It is convenient for the programmer to be able to write the value of a constant operand as a part of the instruction that uses it. Such an operand is called a literal. In this assembler language notation, a literal is identified with the prefix ‘=’, which is followed by a specification of the literal value.

The difference between literal operands and immediate operands

  • for literal operand we use ‘=’ as prefix, and with immediate operand we use ‘#’ as prefix
  • During immediate addressing, the operand value is assembled as part of the machine instruction, and there is no memory reference.
  • With a literal, the assembler generates the specified value as a constant at some other memory location.

One-pass assemblers

A one pass assembler passes over the source file exactly once, in the same pass collecting the labels, resolving future references and doing the actual assembly. The difficult part is to resolve future label references (the problem of forward referencing) and assemble code in one pass

4

Forward reference in one pass assembler

  • Omits the operand address if the symbol has not yet been defined
  • Enters this undefined symbol into SYMTAB and indicates that it is undefined
  • Adds the address of this operand address to a list of forward references associated with the SYMTAB entry
  • When the definition for the symbol is encountered, scans the reference list and inserts the address.
  • At the end of the program, reports the error if there are still SYMTAB entries indicated undefined symbols.

Two-pass assemblers

The two pass assembler performs two passes over the source program.

In the first pass, it reads the entire source program, looking only for label definitions. All the labels are collected, assigned address, and placed in the symbol table in this pass, no instructions as assembled and at the end the symbol table should contain all the labels defined in the program. To assign address to labels, the assembles maintains a Location Counter (LC).

In the second pass the instructions are again read and are assembled using the symbol table. Basically, the assembler goes through the program one line at a time, and generates machine code for that instruction. Then the assembler proceeds to the next instruction. In this way, the entire machine code program is created. For most instructions this process works fine, for example for instructions that only reference registers, the assembler can compute the machine code easily, since the assembler knows where the registers are.

5

Difference between One Pass and Two Pass Assemblers

The difference between one pass and two pass assemblers are:-

A one pass assembler passes over the source file exactly once, in the same pass collecting the labels, resolving future references and doing the actual assembly. The difficult part is to resolve future label references (the problem of forward referencing) and assemble code in one pass. The one pass assembler prepares an intermediate file, which is used as input by the two pass assembler.

A two pass assembler does two passes over the source file (the second pass can be over an intermediate file generated in the first pass of the assembler). In the first pass all it does is looks for label definitions and introduces them in the symbol table (a dynamic table which includes the label name and address for each label in the source program). In the second pass, after the symbol table is complete, it does the actual assembly by translating the operations into machine codes and so on.

=-=-=

- Work to do:
(a) Replacing "SYMTAB" with "SYMTBL" each time it appears, write out the assembler notes between "One-pass assemblers" and "indicated undefined symbols.", inclusive.
(b) Summarize the assembler notes in two sentences.

- Information supplied:
=-=-=

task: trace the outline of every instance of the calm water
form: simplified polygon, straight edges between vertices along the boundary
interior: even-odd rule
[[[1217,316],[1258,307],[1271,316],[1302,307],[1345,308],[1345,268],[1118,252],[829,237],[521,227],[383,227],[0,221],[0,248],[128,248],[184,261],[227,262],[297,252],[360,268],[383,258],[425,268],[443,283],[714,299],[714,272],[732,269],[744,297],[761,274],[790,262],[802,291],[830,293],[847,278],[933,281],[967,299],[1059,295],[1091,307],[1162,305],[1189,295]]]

=-=-=

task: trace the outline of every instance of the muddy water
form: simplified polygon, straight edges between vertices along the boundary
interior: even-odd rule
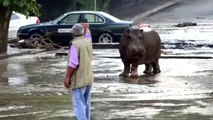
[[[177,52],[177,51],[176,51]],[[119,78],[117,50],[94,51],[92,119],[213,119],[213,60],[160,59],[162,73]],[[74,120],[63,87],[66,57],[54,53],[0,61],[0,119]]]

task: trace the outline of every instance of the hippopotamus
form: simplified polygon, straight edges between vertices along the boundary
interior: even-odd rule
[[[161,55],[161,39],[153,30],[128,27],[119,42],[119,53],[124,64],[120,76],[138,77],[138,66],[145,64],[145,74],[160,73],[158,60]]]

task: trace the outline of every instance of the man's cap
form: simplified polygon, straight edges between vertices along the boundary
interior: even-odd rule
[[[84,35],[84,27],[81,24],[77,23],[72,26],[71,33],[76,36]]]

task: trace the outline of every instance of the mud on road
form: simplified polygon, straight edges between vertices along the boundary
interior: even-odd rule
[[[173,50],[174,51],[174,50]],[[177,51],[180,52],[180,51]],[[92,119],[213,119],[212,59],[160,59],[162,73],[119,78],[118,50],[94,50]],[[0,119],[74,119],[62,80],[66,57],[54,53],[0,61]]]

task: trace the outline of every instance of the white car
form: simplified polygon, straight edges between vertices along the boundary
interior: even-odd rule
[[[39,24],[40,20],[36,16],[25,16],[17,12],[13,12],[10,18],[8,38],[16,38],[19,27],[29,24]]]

=-=-=

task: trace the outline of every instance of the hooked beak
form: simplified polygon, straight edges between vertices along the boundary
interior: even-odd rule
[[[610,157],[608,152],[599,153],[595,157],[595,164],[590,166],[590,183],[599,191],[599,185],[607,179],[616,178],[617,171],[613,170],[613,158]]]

=-=-=

- Exercise solutions:
(a)
One-pass assemblers

A one pass assembler passes over the source file exactly once, in the same pass collecting the labels, resolving future references and doing the actual assembly. The difficult part is to resolve future label references (the problem of forward referencing) and assemble code in one pass

4

Forward reference in one pass assembler

  • Omits the operand address if the symbol has not yet been defined
  • Enters this undefined symbol into SYMTBL and indicates that it is undefined
  • Adds the address of this operand address to a list of forward references associated with the SYMTBL entry
  • When the definition for the symbol is encountered, scans the reference list and inserts the address.
  • At the end of the program, reports the error if there are still SYMTBL entries indicated undefined symbols.

(b) A literal operand, marked with the prefix '=', is stored by the assembler as a constant at some other memory location, while an immediate operand, marked with '#', is assembled as part of the machine instruction with no memory reference. A one-pass assembler collects labels, resolves forward references, and assembles code in a single pass over the source file, whereas a two-pass assembler first collects label definitions into a symbol table and then uses that table in a second pass to translate the instructions into machine code.